Archibald Atkinson (September 15, 1792 – January 7, 1872) was a slave owner and U.S. Representative from Virginia.

Biography
Born in Isle of Wight County, Virginia, Atkinson received a liberal education.  He attended the law department of the College of William & Mary (now the Marshall-Wythe School of Law), Williamsburg, Virginia.  He served during the War of 1812.  He was admitted to the bar and commenced practice in Smithfield, Virginia.  He was a member of the Virginia House of Delegates 1815–1817 and 1828–1831, and served in the Virginia Senate 1839–1843.

Atkinson was elected as a Democrat to the Twenty-eighth, Twenty-ninth, and Thirtieth Congresses (March 4, 1843 – March 3, 1849).  He was not a candidate for renomination in 1848 to the Thirty-first Congress.  In a valedictory speech to Congress in 1849, he described slavery as a "positive moral good" for those enslaved, claimed that the "well-fed, well-clad, contented negro of Virginia asks not your sympathy for him," and falsely claimed that slaves would rise up against abolitionists.

He served as prosecuting attorney for Isle of Wight County.  He died in Smithfield, Virginia, on January 7, 1872.  He was interred in the graveyard of Old St. Luke's Church, four miles southeast of Smithfield.

• Provided records
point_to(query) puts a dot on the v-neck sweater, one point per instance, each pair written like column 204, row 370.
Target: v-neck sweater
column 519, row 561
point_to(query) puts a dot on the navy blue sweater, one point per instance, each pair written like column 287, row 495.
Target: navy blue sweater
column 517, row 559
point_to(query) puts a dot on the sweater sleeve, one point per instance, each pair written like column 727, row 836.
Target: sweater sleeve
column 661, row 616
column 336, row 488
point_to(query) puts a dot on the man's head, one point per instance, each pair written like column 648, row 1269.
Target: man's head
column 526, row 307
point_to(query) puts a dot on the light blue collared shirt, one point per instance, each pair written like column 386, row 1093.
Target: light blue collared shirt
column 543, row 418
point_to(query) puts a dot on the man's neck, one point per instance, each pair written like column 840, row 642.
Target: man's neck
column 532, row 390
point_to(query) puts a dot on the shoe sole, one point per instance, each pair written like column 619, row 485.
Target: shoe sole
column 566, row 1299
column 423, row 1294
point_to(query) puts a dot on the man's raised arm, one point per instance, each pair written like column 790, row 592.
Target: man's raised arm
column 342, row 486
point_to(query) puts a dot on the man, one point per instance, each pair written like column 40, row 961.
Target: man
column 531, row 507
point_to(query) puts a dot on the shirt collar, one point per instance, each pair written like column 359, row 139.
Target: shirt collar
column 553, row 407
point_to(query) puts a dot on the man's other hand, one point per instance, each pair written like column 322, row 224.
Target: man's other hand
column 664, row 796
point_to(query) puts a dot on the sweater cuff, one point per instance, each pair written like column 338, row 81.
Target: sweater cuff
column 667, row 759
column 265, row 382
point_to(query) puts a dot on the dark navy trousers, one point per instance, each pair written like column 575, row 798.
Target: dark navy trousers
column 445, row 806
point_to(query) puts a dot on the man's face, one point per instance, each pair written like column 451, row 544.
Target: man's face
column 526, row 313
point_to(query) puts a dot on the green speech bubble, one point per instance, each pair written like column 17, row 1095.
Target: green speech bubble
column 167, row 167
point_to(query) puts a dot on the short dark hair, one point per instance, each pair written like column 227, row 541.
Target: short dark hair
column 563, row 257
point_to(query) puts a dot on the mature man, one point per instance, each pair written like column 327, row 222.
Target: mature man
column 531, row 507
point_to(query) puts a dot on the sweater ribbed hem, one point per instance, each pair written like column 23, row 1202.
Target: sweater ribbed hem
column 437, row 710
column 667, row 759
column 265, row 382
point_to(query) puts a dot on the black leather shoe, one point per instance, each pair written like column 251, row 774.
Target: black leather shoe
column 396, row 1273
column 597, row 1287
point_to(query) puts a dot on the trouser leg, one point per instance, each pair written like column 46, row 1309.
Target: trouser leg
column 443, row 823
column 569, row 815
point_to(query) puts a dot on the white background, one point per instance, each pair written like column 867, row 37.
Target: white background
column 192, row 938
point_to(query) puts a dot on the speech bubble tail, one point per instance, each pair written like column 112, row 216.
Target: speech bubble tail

• What to work on
Can you reproduce everything in the Archibald Atkinson text from "Atkinson was elected" down to "up against abolitionists.", word for word?

• Completed exercise
Atkinson was elected as a Democrat to the Twenty-eighth, Twenty-ninth, and Thirtieth Congresses (March 4, 1843 – March 3, 1849).  He was not a candidate for renomination in 1848 to the Thirty-first Congress.  In a valedictory speech to Congress in 1849, he described slavery as a "positive moral good" for those enslaved, claimed that the "well-fed, well-clad, contented negro of Virginia asks not your sympathy for him," and falsely claimed that slaves would rise up against abolitionists.